*WRITTEN INSTRUCTION*. In the listing below, return every line that contains the string "background". Case counts.

::: DATA FOR PROCESSING

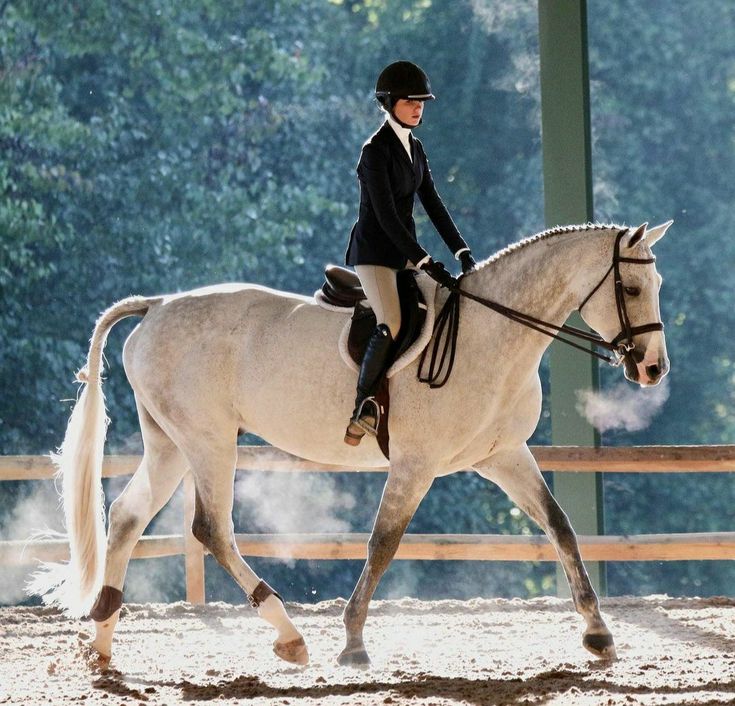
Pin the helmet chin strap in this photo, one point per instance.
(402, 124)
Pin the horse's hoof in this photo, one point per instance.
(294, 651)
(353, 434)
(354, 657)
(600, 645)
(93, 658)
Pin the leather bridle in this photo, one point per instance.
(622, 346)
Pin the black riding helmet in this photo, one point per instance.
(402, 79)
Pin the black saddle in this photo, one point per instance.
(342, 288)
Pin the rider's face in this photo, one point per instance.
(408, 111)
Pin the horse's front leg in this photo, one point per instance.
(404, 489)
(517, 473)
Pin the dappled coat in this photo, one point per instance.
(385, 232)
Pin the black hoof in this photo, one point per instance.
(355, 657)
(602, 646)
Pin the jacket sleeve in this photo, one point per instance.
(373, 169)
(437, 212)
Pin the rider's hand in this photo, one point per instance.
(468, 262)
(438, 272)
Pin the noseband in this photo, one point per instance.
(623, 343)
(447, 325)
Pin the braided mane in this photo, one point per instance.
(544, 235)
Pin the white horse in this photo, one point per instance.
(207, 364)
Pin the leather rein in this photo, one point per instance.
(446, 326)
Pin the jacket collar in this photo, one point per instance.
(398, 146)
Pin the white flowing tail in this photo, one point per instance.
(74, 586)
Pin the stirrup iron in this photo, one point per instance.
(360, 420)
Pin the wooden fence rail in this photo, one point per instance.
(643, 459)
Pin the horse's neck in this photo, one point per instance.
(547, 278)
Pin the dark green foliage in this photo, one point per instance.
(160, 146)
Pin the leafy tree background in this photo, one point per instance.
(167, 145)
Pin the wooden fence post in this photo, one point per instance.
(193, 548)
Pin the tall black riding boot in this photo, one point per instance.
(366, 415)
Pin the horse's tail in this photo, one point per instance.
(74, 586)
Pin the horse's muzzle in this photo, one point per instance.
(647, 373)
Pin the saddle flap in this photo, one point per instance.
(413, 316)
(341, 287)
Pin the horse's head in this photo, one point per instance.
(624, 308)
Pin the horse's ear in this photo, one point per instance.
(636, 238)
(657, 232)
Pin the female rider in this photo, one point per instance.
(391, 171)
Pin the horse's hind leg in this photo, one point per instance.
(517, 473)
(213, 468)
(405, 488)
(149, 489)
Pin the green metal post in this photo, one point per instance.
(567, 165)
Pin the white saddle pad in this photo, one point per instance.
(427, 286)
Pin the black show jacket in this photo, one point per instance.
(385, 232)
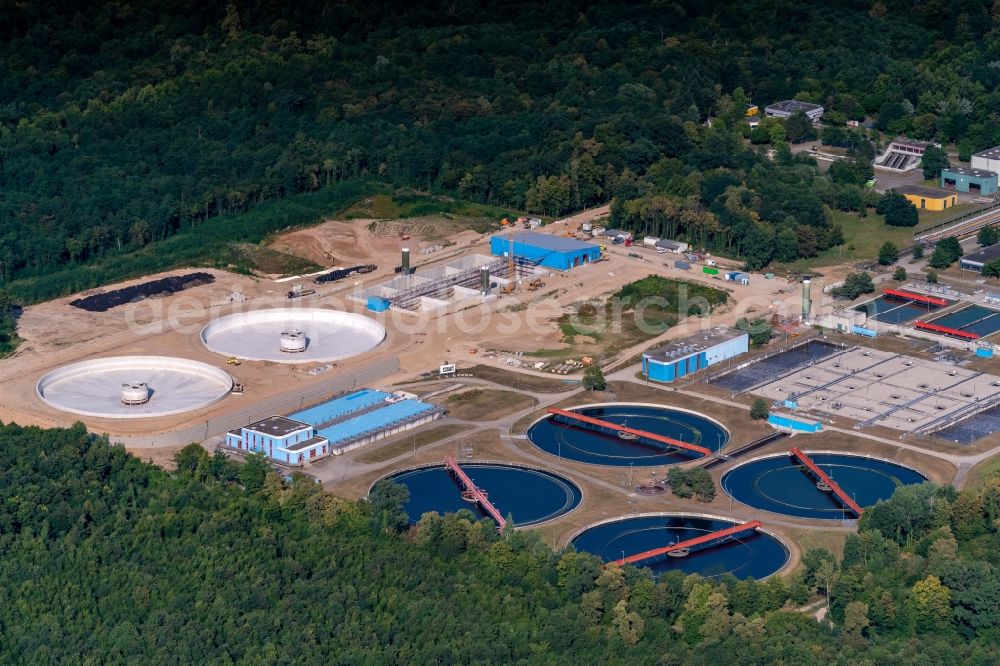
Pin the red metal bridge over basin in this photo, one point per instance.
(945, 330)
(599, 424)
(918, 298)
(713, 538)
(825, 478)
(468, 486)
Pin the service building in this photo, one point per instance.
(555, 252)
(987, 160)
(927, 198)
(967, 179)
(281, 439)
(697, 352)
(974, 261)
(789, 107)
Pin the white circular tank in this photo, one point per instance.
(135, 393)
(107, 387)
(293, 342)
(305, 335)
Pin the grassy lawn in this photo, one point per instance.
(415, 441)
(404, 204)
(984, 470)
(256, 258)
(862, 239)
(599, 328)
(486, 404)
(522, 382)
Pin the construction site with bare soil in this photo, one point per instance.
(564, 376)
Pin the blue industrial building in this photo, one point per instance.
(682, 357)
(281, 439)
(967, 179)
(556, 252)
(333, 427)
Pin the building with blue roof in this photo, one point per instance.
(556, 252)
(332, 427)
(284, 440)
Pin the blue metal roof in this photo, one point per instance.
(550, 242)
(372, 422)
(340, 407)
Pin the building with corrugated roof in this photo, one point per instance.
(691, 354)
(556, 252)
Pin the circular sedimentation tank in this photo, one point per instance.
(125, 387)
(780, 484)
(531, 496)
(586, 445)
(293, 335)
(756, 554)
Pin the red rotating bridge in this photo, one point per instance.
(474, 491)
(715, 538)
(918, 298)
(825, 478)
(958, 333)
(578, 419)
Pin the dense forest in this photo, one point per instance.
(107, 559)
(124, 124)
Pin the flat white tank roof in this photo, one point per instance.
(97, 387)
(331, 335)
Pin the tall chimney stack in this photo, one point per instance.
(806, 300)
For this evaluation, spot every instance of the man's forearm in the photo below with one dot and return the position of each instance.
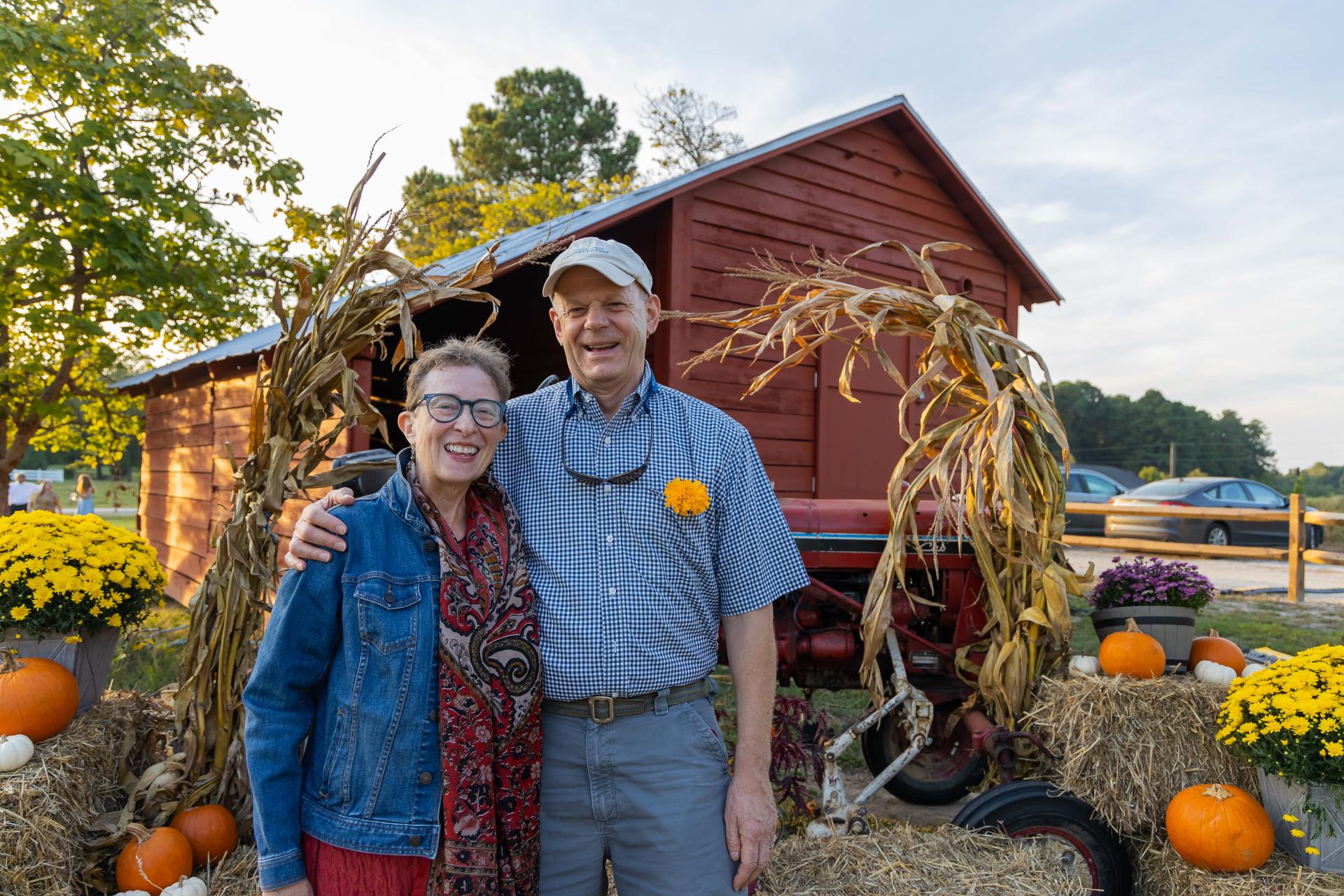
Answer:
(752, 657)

::::::
::: DATA FOR PROCESSING

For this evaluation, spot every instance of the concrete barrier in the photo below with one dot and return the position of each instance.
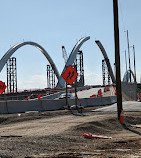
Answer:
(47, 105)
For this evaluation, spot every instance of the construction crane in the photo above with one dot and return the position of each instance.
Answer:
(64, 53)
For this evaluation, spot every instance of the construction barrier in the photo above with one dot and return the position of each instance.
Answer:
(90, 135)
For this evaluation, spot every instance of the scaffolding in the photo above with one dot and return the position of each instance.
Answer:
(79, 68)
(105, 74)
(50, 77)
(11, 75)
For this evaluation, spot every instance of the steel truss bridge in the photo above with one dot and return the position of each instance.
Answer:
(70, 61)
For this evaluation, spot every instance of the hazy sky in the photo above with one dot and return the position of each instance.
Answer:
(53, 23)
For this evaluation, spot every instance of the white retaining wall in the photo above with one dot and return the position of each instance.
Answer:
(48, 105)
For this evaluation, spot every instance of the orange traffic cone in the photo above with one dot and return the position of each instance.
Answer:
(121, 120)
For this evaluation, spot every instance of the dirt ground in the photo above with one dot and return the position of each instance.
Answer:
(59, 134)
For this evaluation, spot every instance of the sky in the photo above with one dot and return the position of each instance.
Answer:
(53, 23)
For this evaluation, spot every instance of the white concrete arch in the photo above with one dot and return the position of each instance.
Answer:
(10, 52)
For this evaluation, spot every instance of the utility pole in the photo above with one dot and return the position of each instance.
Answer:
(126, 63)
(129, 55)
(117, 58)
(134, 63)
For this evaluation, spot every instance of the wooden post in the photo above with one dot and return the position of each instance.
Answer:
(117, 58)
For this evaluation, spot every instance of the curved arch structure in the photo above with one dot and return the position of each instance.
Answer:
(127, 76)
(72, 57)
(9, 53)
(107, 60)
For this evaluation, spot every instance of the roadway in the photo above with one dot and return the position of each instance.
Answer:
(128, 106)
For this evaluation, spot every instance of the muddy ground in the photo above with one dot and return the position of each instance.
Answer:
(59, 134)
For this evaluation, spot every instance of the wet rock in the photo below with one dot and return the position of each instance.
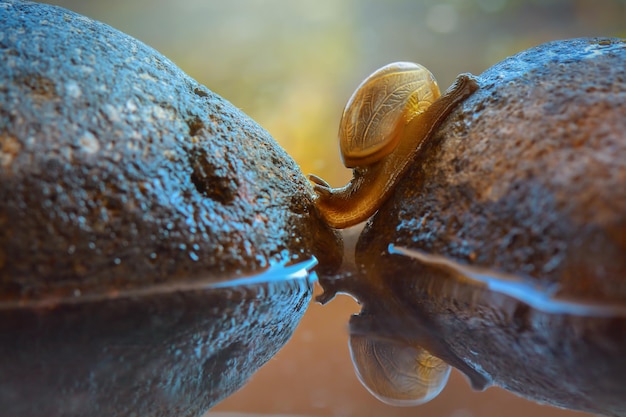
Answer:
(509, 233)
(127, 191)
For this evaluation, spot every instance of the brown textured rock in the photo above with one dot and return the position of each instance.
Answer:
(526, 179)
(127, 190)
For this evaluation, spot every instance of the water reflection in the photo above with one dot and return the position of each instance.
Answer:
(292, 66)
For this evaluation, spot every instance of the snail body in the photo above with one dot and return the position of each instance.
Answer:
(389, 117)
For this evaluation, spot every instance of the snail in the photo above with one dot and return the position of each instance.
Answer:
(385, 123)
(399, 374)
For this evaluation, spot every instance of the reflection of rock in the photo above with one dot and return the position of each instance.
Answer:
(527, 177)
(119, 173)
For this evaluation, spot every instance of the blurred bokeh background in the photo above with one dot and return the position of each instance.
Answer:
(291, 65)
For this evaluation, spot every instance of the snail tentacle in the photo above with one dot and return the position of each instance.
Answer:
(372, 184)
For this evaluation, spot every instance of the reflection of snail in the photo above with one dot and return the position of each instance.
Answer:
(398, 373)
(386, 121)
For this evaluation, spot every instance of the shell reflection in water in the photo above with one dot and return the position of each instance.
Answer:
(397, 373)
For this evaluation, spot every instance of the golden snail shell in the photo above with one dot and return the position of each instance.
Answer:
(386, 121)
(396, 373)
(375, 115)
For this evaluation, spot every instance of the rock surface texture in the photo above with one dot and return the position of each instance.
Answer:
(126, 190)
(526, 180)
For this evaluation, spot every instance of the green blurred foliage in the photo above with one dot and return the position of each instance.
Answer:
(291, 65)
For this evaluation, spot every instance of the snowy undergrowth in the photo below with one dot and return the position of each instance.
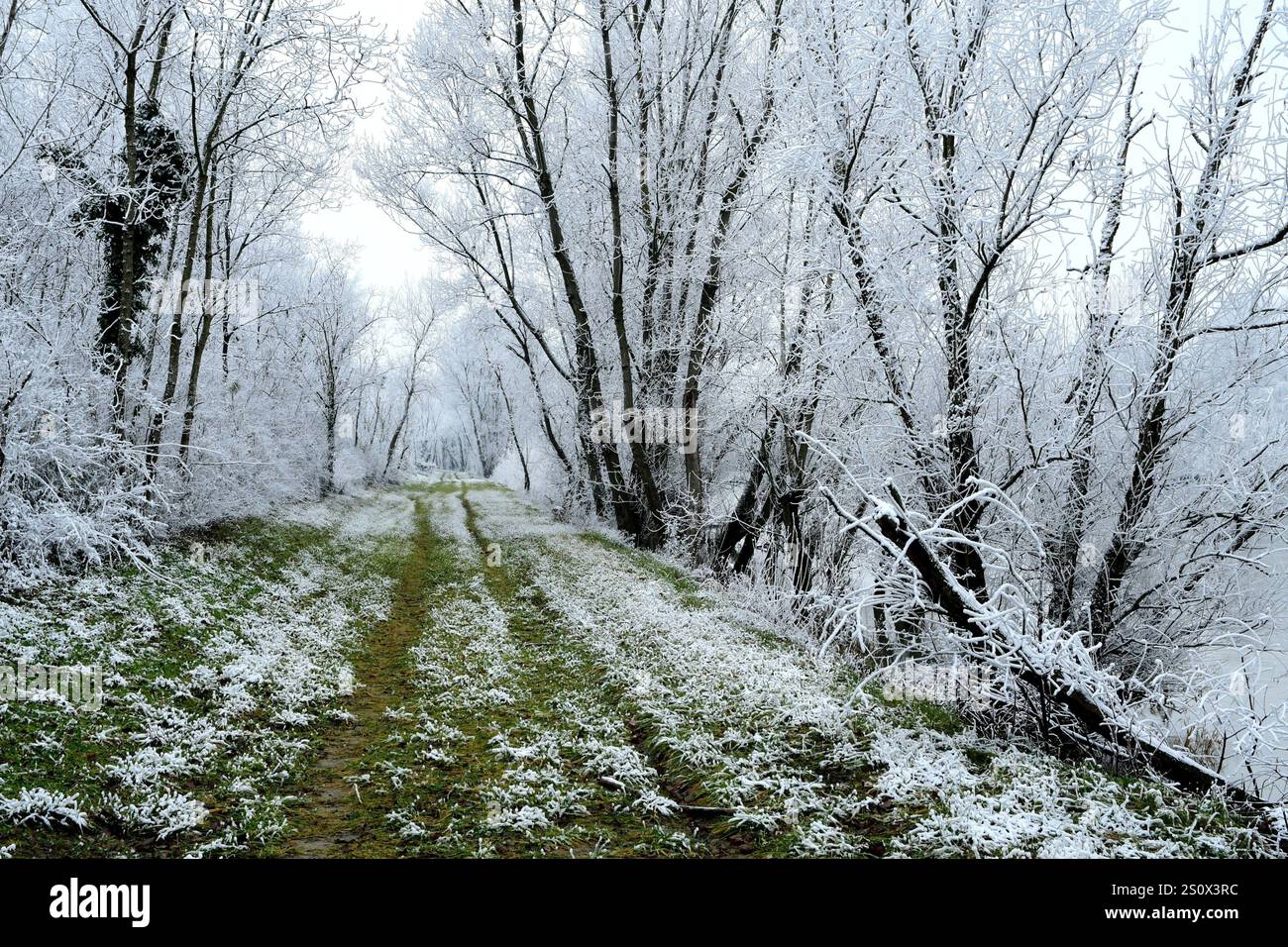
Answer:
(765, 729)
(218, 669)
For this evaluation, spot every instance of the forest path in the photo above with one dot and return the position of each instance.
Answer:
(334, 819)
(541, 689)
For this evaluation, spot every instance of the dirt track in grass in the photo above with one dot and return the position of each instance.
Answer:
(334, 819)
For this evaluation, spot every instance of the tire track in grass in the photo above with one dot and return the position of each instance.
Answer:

::::::
::: DATA FOR PROCESSING

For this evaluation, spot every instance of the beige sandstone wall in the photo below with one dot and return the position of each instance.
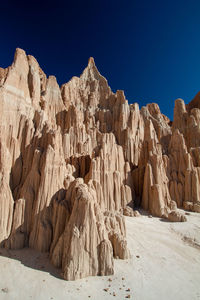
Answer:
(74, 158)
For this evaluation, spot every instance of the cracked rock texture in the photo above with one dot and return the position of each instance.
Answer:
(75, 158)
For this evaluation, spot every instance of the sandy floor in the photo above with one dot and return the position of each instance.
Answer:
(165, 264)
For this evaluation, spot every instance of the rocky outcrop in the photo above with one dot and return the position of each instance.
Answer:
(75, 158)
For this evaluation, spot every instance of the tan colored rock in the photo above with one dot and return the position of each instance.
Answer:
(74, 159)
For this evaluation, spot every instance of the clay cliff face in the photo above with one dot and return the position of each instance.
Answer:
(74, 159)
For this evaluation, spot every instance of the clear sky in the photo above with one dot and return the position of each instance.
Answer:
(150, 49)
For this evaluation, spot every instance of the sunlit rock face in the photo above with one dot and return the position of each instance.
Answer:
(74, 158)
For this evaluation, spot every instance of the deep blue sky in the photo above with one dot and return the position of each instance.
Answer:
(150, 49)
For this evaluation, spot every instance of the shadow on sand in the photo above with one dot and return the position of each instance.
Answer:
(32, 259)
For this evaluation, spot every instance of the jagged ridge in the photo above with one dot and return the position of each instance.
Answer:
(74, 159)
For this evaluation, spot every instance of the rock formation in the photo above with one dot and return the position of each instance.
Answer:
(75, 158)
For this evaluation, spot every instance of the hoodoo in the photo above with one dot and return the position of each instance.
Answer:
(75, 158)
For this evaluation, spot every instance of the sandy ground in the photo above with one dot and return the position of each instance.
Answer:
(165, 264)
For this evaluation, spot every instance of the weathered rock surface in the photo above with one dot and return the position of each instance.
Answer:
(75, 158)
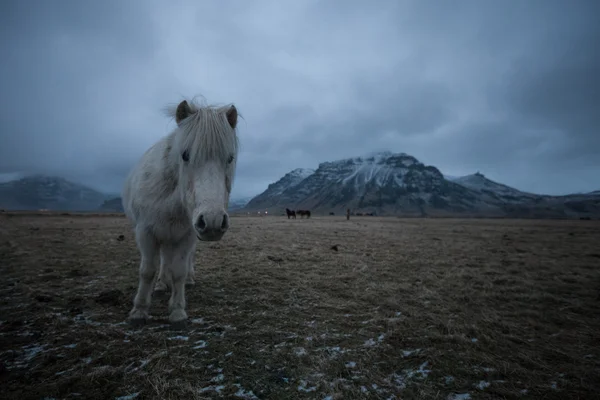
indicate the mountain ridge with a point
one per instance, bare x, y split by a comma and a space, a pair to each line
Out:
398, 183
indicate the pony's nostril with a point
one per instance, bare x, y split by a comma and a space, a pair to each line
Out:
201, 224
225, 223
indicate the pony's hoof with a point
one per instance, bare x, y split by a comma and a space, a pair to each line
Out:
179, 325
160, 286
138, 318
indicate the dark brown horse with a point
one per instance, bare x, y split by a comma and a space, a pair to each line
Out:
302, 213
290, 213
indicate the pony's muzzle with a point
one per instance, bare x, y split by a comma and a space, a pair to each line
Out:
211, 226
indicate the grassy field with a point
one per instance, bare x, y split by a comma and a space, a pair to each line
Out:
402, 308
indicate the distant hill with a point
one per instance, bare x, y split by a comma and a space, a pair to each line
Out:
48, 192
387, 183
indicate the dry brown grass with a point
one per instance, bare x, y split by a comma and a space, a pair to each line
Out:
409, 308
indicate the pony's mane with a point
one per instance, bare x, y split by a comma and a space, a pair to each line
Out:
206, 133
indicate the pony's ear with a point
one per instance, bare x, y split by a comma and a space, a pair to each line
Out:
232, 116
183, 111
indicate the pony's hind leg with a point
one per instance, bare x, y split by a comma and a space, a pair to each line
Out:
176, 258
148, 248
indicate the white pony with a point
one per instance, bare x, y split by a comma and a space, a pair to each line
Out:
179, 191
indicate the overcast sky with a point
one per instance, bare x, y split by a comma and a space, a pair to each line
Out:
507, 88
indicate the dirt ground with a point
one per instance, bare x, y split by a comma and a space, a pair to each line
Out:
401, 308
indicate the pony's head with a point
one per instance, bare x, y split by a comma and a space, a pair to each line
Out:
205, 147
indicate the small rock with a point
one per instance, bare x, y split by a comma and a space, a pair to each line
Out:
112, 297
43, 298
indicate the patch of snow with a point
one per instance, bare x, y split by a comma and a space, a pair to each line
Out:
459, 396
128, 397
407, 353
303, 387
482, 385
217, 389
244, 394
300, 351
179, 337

::::::

*RESULT*.
Pin the leafy tree background in this photo, one point per instance.
For this evaluation, spot every instance of the blurred bokeh background in the photo above with one dot and return the position of each instance.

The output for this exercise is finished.